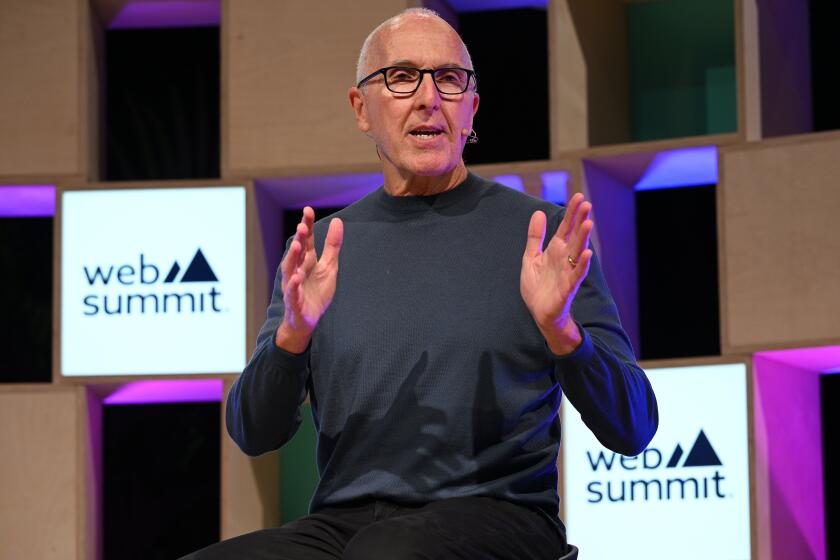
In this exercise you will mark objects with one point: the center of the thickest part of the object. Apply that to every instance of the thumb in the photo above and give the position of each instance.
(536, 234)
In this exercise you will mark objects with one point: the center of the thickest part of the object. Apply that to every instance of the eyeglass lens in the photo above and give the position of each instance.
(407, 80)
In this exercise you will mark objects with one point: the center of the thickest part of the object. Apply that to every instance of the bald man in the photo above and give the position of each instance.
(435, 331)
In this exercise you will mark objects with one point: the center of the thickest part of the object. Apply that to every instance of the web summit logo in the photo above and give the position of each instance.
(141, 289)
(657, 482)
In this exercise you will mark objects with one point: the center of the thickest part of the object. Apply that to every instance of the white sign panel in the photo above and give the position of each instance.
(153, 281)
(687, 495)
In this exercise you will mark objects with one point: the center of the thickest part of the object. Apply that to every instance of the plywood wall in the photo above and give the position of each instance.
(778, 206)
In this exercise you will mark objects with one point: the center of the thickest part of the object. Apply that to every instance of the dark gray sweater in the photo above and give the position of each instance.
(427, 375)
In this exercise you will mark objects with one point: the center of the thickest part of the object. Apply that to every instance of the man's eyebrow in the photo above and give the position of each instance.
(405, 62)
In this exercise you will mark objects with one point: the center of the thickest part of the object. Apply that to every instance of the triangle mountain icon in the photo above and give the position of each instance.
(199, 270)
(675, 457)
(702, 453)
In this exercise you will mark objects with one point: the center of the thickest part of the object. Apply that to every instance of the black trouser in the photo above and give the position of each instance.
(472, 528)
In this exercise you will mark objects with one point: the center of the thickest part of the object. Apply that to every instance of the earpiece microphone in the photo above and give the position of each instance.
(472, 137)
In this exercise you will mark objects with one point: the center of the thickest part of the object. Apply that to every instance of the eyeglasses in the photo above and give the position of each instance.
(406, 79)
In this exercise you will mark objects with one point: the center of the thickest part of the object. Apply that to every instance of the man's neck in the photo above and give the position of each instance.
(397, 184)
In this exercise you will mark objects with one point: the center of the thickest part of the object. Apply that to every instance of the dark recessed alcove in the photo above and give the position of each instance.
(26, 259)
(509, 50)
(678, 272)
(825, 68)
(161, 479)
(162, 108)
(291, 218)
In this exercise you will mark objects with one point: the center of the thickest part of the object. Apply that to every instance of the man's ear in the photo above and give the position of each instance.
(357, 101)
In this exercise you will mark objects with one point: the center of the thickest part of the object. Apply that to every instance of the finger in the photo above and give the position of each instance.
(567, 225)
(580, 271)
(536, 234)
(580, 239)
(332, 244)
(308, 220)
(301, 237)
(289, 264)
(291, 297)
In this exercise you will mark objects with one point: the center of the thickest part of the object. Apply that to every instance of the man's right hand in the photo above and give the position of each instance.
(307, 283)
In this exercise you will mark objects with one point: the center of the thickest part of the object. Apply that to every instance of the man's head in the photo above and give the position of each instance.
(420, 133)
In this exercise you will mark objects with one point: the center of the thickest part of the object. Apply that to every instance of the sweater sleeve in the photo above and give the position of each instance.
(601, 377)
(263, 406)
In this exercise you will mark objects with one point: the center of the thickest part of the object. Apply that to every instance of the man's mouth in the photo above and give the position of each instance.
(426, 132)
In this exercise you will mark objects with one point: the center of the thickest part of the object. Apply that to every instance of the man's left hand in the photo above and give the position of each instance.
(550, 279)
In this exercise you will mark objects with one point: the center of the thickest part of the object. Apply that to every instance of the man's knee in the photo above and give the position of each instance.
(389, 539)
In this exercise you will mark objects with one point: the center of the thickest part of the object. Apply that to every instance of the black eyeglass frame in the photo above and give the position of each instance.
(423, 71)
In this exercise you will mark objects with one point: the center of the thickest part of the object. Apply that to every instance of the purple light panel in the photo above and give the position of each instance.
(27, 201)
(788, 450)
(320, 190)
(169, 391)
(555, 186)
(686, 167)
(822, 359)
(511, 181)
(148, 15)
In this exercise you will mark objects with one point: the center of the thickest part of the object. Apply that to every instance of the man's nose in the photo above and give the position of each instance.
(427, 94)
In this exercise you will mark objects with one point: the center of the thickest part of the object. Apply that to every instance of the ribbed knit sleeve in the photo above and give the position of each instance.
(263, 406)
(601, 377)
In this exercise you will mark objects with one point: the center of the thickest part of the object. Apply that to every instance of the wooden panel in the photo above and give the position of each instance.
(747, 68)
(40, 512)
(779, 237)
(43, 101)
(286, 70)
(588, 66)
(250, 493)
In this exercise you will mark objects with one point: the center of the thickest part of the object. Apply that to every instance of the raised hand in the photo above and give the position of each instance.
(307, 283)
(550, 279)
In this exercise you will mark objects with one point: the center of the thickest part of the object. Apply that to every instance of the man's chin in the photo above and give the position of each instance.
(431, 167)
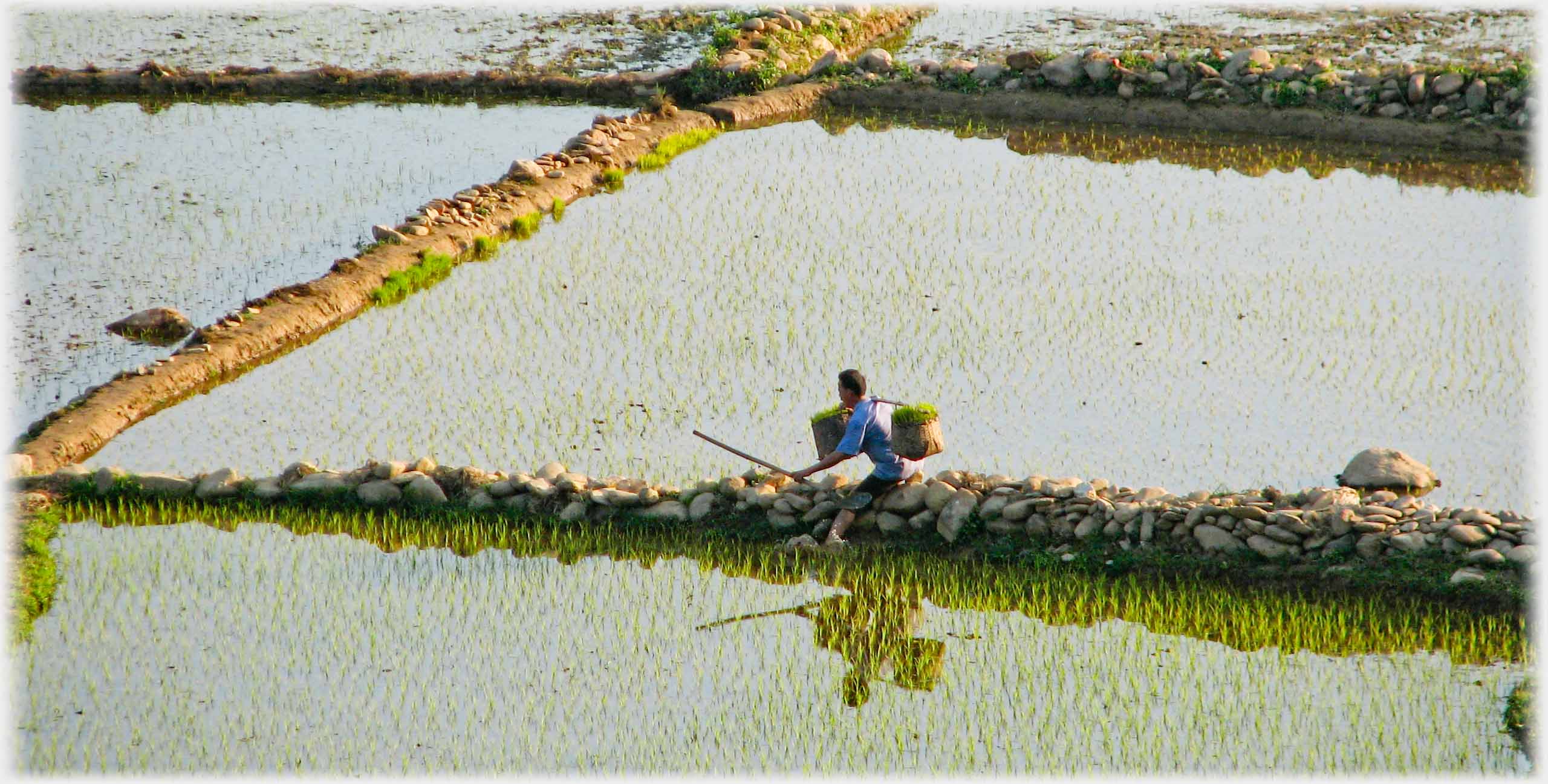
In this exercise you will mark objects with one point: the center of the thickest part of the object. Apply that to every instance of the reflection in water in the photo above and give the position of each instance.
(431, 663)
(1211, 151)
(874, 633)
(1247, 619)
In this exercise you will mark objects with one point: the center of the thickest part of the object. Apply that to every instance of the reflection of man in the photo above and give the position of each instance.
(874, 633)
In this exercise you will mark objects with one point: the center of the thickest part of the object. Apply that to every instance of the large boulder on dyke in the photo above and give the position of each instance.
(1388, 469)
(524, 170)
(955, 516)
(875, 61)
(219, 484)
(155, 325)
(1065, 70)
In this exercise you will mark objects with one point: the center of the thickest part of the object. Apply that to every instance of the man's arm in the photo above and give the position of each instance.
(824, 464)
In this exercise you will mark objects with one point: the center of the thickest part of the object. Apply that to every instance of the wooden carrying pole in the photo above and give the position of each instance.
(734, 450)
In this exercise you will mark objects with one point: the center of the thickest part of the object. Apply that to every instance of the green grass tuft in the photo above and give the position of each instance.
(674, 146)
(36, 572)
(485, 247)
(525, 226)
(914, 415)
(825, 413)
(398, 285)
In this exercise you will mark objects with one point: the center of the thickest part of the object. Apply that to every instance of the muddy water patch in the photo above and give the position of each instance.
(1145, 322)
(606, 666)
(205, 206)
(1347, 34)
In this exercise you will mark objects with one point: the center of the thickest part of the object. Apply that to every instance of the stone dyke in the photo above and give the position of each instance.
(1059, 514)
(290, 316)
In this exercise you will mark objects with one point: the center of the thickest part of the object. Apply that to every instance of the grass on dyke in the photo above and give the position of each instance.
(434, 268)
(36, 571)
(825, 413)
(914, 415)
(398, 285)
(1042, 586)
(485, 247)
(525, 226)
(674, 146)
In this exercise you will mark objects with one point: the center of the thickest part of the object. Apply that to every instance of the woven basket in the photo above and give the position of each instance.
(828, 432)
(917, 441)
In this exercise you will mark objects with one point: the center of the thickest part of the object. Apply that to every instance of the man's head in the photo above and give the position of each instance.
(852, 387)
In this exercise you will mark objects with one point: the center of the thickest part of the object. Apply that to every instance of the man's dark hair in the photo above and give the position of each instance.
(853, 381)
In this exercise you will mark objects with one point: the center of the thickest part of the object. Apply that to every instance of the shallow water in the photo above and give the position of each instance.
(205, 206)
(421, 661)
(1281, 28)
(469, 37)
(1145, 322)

__Work task__. The whole listing must be transcribed exactly. No pictures belong in the copy.

__Solution for this exercise__.
In this exercise you will mark objects with one point: the center of the thickest part of the object. Apply that to every instance of the thumb in the photo above and give the position of each instance.
(536, 234)
In this exercise you will mark objects with one point: the center of the thickest part of the object. Apply that to every instance of the eyeglass lens in the photo above and give the position of each instance.
(407, 80)
In this exercise you will mark objects with one point: the center of the thickest part of the object. Apply that to every instance of the bald man in the photo above and give the position of each instance.
(435, 331)
In this exercise you will mark objects with one point: the center of the thickest part of the object. Apply that to every instance of the web summit logo in the photo above and give the position of each instance.
(141, 289)
(657, 482)
In this exercise you will mark objects with one point: the center of the thickest part of the object. Apply that to every instance of the white sign panel in the photo above and give the position of each instance.
(153, 281)
(687, 495)
In this exercise you will mark objects with one point: the center of the thickest part of the object. Apply that to every instance of the plywood wall in the photo above and give the position of each instance.
(778, 206)
In this exercise you will mark objects with one point: the center of the thickest part of the object. Apply that to every instance of the dark gray sweater in the photo above and give the position of each instance.
(427, 375)
In this exercise you will mark objects with one point: the center of the thickest part of the object. Apply that to every instance of the man's eyebrow in the photo above and give the position of each instance.
(405, 62)
In this exercise you will mark objects with one point: the center of the thickest part of the object. Apply that to every instance of the triangle mountain icon in the photo above and give the position of each instance.
(199, 270)
(675, 457)
(702, 453)
In this exercise you will mark objects with one point: the center of the thickest part of the object. Apply that to every instance of the black trouser in the photo above and give the position of each instance.
(472, 528)
In this exercise you will mark objects with one point: the center of the thickest part of the object. Apply that to every instance of the earpiece microphone in the photo above and give the position of each instance.
(472, 137)
In this exercise you will mark objects with one point: the center of the thickest part of the object. Apply that to every instance of the eyeglasses in the photo above and give the position of each instance.
(406, 79)
In this exercise you will mark objects with one point: the center of the thickest part of the object. Apply that to every instance of the man's neck in the photo above and give the position of each instance.
(397, 184)
In this exercise you will mark objects with one point: the center of the thickest part of the object. Apply that to every instance of the dark recessed alcove in the photo above and give the position of each instance.
(26, 259)
(509, 50)
(678, 272)
(825, 68)
(161, 479)
(162, 108)
(291, 218)
In this exercise you will mark objects with one point: the center of the thickest part of the object. Apply that to every instance of the man's ear in the photo above and give the position of each instance.
(357, 101)
In this exercise you will mark objects with one point: the center of the thickest part of the object. Apply that to every instance of the finger in the photo above and give the position of each instance.
(567, 225)
(580, 271)
(536, 234)
(580, 239)
(332, 244)
(308, 220)
(301, 237)
(289, 264)
(291, 297)
In this exercise you will mark objects with one point: the center of the thickest part of the object. Apply that to every instance of the man's right hand in the photo above and give the position of each instance.
(307, 283)
In this exercise you will mark objects with one point: the center of the thickest part of the object. Apply that to every instance of the man's head in the photo above and give the position of each instance.
(420, 133)
In this exercise you will mark objects with one point: the center of the thickest part of the object. Apply that to every instance of the sweater sleeve in the photo above and give the position of each instance.
(601, 377)
(263, 406)
In this exercise you will mark objects with one point: the center of the thickest part of the object. Apply that to every instance of the man's mouth in the photo above and give the position of each instance.
(426, 132)
In this exercise you will mark objects with one point: the center of the thickest part of the object. Apply that to every instance of the man's left hand in the photo above and give the position of each instance.
(550, 279)
In this exercise you will mark objects with one point: the center of the thickest part of the object. Apply that to every instance of the man's knee in the photo above and give the position of each instance.
(389, 539)
In this exercise you will mark objects with one point: the center of the thickest part of the object. Apply that to every instance of the black eyeglass frame in the photo above and give the position of each instance.
(423, 71)
In this exercise you will mark objects with one point: the center of the thickest part of the object. Apply that to every instance of the purple light panel in the photo above and give the position of each instance.
(27, 201)
(788, 450)
(320, 190)
(169, 391)
(555, 186)
(686, 167)
(822, 359)
(511, 181)
(148, 15)
In this exercise you will mark objects with one point: the center of the thickest part of the object. Apply that to every instance of the man's nose in the photo above and give the position of each instance.
(427, 94)
In this exercise you will mark objects with one point: the center of the thickest part of the object. Apply that to every instance of the ribbed knit sleeve in the photo above and give the position of each instance.
(263, 406)
(601, 377)
In this exercise you will mark objects with one point: the center of the thickest part of the object. Apply that to every instance of the wooden panel in the photo above and give the position of each instance.
(747, 68)
(40, 512)
(779, 237)
(43, 101)
(286, 70)
(588, 66)
(250, 493)
In this exercise you will mark objects with one point: the center of the thickest part of the object. Apply that to every instance of the raised hand in the photo above and give the position of each instance.
(307, 283)
(550, 279)
In this exercise you will mark objects with one point: the center of the thickest part of the object. Apply that to every instance of the man's chin in the photo above and give the position of each instance.
(431, 167)
In this exercise you will mark objects with one point: the center of the thickest part of the object. Apply that to every instance of the reflection in water in the photo above and give the position of each instance.
(431, 663)
(1211, 151)
(874, 633)
(1247, 619)
In this exercise you will mark objects with one point: the center of the thickest part of the object. Apply that to every instance of the reflection of man in the photo above and give the position of each instance.
(874, 633)
In this exercise you will mark objects with one point: the center of the thickest part of the object. Apply that to every instance of the large boulder on dyke in the photo above and give the position of each instance.
(1388, 469)
(524, 170)
(955, 516)
(875, 61)
(219, 484)
(155, 325)
(1065, 70)
In this exercise you will mark objects with one point: the center of the thickest part of the object. Apply that to every instance of the man's arm in the photo above and give the position of each instance.
(824, 464)
In this exercise you will mark objects with one point: the center of the thickest part of the object. Apply that to every instance of the wooden carrying pole in the photo above and give the position of each instance.
(734, 450)
In this exercise you will mark objects with one point: the center of the thickest part of the object. Apply that to every instance of the green grass tuft in the photo above and give the position of each instance.
(674, 146)
(36, 572)
(485, 247)
(525, 226)
(914, 415)
(825, 413)
(398, 285)
In this exercise you will mark objects with one point: the center of the thickest part of the object. Apply that to every instance of the muddy water patch in the photo above and give the position of each instance.
(1145, 322)
(606, 666)
(205, 206)
(1347, 34)
In this exercise you will mark objects with one point: the center of the thickest part of the object. Apply that to every instance of the stone dyke in the photo above and give the position of each instance.
(1059, 514)
(290, 316)
In this exercise you will mark objects with one point: the center of the thickest part of the object. Apply that to every instance of the grass on dyke in the photo above and give the position of each instance.
(434, 268)
(36, 571)
(825, 413)
(914, 415)
(398, 285)
(1042, 586)
(485, 247)
(525, 226)
(674, 146)
In this exercise you will mark objects with one point: the center of the thickest part of the object. Apply that to every instance of the woven basket in the photo above and give the position of each instance.
(828, 432)
(917, 441)
In this exercise you will mark objects with one point: the center of the thickest part of the object. Apply that to every instance of the man's head in the photo above and give the position of each instance.
(852, 387)
In this exercise you will mark objects with one point: the center of the thickest part of the object. Apply that to every instance of the man's dark hair in the photo above and give the position of each instance.
(853, 381)
In this exercise you will mark objects with one point: the center of the thickest part of the object. Apply that to every instance of the shallow water in the photo above and give the position of each instance.
(205, 206)
(421, 661)
(1281, 28)
(469, 37)
(1145, 322)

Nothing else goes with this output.